Selected extract:
============================================================

The true saga of a Jewish Czech woman who immigrates to Israel as a teenager in the 1960s, goes through three dysfunctional marriages, and builds a successful career in the United States.

Author Gigi Scott was born to a Jewish family who left Europe during World War II for Israel, only to return to Czechoslovakia in the 1950s. They soon realized they had made a mistake in leaving Israel because Jews were shunned in post-war Europe. Gigi’s parents sent her to Israel as a young teenager in the 1960s. By the time she reached her late teens, she was in an abusive marriage with an Israeli gangster twice her age.

Life in Israel was not easy for Gigi, even though the country was relatively new and supposedly open to Jews of all backgrounds. But as Gigi soon learned, Israel was rife with tension between Jews from Morocco, Iraq, Eastern Europe, Germany and Austria, and the other countries Jews left after World War II.

Several years after Gigi’s gave birth to her daughter Bella, she endured a traumatic custody battle with her ex-husband. With her young daughter and new husband, a British national, Gigi left Israel for the United States. She settled in Miami and opened a day spa that flourished. Gigi also became a leader in the local Chamber of Commerce and often traveled to Czechoslovakia with the Chamber. After she divorced her British husband, she married an American businessman.

============================================================

Given records:
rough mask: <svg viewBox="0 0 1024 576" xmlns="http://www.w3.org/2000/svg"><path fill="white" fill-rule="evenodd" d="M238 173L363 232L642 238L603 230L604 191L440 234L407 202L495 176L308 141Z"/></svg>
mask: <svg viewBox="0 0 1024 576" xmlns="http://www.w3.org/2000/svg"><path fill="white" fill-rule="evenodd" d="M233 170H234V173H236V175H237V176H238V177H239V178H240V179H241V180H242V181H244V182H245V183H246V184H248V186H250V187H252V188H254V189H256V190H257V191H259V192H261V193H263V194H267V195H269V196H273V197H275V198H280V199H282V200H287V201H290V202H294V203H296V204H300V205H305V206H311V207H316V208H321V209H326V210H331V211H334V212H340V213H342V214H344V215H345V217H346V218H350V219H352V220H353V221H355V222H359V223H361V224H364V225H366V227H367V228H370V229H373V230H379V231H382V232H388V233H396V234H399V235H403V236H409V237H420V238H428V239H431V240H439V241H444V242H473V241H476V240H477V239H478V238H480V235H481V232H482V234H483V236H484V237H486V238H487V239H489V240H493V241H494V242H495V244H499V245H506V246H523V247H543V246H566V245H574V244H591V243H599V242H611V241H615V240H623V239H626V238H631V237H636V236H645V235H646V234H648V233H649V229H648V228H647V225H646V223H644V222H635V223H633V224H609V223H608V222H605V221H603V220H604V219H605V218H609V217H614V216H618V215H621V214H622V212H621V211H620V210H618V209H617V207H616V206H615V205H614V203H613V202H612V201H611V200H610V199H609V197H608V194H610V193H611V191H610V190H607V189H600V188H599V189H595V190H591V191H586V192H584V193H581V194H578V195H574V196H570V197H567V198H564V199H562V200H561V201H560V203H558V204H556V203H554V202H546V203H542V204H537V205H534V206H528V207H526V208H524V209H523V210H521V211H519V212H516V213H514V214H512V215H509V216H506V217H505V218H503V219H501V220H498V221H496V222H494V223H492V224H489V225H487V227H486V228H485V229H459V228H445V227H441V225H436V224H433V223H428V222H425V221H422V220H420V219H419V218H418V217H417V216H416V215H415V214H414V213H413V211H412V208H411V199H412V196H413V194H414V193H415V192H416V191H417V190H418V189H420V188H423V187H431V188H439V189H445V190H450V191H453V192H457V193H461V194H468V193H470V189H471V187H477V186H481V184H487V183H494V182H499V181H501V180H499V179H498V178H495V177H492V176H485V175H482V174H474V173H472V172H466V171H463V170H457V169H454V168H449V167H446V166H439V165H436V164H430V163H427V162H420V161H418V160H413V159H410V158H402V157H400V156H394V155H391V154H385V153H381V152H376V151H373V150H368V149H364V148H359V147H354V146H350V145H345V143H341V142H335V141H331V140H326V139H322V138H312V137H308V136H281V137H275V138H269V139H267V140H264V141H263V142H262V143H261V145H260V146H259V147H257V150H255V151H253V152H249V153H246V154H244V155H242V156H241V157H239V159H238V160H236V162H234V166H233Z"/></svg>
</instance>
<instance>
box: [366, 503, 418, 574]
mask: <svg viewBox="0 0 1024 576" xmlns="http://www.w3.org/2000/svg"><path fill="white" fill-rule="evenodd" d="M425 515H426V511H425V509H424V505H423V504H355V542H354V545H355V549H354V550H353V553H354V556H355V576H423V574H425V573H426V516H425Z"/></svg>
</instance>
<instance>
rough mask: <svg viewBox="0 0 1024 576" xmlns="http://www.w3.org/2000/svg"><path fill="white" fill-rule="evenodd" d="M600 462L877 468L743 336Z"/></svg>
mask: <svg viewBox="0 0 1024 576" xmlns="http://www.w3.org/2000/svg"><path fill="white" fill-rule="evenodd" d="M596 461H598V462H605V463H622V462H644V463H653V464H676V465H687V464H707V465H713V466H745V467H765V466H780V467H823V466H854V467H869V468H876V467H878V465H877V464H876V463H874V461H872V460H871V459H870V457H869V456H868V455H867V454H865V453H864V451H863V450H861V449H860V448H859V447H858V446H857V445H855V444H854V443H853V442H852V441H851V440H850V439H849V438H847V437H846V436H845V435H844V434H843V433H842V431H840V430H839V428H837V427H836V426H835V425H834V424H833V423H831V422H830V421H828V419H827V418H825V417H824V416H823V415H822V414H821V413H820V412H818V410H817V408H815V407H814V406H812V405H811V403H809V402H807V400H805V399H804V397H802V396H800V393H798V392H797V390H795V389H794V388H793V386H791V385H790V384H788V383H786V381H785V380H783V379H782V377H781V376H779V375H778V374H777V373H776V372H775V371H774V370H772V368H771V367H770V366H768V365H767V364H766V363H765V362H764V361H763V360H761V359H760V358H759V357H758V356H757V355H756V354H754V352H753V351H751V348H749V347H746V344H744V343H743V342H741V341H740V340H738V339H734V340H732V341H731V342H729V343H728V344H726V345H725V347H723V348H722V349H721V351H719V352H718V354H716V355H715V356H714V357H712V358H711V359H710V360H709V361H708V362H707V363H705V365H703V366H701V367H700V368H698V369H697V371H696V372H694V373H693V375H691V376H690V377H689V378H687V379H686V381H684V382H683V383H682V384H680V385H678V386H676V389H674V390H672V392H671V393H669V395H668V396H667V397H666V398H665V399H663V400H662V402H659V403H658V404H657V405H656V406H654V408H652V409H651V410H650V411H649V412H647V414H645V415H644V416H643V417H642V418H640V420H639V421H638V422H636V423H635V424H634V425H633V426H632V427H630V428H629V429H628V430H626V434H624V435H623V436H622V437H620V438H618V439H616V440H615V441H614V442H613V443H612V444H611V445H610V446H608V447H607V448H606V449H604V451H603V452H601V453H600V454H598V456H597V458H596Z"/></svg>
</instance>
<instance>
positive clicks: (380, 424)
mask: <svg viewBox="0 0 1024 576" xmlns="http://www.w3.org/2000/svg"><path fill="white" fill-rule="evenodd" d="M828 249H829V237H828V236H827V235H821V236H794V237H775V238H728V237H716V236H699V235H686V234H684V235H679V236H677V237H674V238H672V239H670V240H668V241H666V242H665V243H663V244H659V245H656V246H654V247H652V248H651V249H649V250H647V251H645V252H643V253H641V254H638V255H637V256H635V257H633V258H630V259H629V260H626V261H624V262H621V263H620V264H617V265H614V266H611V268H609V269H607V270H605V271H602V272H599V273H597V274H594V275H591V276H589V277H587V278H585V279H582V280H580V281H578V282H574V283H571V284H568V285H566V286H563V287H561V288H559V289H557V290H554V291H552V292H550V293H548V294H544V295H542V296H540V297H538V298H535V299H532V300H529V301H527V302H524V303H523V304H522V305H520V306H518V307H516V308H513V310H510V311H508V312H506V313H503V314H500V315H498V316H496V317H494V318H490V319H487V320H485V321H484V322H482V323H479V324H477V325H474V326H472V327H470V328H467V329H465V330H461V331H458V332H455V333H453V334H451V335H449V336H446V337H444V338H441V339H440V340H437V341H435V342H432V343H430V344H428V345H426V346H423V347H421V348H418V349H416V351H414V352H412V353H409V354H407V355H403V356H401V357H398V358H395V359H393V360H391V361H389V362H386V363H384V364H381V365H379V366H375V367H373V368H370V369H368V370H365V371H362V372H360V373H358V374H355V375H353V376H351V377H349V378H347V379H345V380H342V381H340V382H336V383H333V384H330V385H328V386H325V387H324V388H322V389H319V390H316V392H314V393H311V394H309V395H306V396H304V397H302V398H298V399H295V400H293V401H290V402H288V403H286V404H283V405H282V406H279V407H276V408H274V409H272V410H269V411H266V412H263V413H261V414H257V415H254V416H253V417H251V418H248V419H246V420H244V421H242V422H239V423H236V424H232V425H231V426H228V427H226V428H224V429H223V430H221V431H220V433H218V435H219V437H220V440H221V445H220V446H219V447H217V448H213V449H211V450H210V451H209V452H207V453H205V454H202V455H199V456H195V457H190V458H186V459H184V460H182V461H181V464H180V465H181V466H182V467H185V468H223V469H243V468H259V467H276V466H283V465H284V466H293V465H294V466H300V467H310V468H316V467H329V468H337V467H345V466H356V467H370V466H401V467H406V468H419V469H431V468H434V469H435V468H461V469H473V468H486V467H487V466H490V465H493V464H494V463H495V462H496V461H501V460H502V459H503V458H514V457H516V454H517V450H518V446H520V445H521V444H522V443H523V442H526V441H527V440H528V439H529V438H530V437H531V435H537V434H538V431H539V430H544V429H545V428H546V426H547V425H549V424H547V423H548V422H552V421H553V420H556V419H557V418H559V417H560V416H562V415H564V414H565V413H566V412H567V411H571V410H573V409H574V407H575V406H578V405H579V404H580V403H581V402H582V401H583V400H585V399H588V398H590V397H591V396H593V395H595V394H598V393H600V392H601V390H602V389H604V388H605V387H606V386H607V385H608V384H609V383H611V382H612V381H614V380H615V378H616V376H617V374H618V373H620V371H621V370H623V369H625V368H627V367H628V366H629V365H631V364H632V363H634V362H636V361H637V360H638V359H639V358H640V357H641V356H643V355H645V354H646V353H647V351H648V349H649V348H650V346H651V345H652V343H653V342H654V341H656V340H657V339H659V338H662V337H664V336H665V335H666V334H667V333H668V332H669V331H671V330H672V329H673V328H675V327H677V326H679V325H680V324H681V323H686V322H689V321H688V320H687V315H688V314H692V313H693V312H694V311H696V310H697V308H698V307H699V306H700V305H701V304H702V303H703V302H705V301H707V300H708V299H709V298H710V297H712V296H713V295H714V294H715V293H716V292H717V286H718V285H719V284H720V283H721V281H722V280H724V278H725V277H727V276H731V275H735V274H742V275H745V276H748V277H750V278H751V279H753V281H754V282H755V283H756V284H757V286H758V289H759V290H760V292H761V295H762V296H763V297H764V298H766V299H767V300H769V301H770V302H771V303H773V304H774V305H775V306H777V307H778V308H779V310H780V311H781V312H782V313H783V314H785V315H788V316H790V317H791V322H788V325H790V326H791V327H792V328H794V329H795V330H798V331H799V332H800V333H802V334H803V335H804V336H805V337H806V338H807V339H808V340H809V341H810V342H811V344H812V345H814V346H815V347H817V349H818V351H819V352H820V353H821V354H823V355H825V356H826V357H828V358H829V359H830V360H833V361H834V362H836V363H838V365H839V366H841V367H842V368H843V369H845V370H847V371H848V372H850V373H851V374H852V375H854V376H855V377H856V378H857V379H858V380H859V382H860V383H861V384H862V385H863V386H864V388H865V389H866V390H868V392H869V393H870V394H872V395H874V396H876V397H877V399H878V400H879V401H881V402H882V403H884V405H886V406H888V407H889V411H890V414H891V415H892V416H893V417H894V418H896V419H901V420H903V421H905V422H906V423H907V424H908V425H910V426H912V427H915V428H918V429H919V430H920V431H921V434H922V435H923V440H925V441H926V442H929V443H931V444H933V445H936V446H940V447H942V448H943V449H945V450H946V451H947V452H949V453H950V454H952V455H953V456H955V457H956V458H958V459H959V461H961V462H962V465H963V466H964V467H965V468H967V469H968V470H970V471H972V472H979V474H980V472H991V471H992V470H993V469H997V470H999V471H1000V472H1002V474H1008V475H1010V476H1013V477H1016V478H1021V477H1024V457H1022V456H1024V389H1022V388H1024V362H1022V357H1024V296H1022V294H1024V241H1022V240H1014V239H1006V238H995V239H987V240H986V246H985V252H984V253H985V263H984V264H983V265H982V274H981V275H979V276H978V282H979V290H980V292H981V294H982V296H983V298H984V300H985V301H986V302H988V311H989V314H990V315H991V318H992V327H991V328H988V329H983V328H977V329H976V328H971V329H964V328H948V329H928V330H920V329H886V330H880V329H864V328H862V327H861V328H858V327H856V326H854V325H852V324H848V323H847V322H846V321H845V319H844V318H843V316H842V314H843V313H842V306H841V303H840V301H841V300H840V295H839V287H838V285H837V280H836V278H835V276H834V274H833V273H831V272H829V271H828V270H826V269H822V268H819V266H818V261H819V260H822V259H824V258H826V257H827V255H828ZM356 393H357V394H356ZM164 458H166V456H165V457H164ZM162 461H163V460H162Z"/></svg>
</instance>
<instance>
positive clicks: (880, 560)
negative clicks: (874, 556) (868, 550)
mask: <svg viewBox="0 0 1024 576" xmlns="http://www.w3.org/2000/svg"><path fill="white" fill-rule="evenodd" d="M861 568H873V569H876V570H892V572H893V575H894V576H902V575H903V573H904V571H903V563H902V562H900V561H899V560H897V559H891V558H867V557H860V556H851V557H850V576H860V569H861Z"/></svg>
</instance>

============================================================

Directions:
[1] Which countries does the book description name? List each one once.
[2] How many lines of the rows contain the string "positive"? Case counts. Give only the number.

Numbered answers:
[1] Israel, Czechoslovakia, Morocco, Iraq, Germany, Austria, United States

[2] 2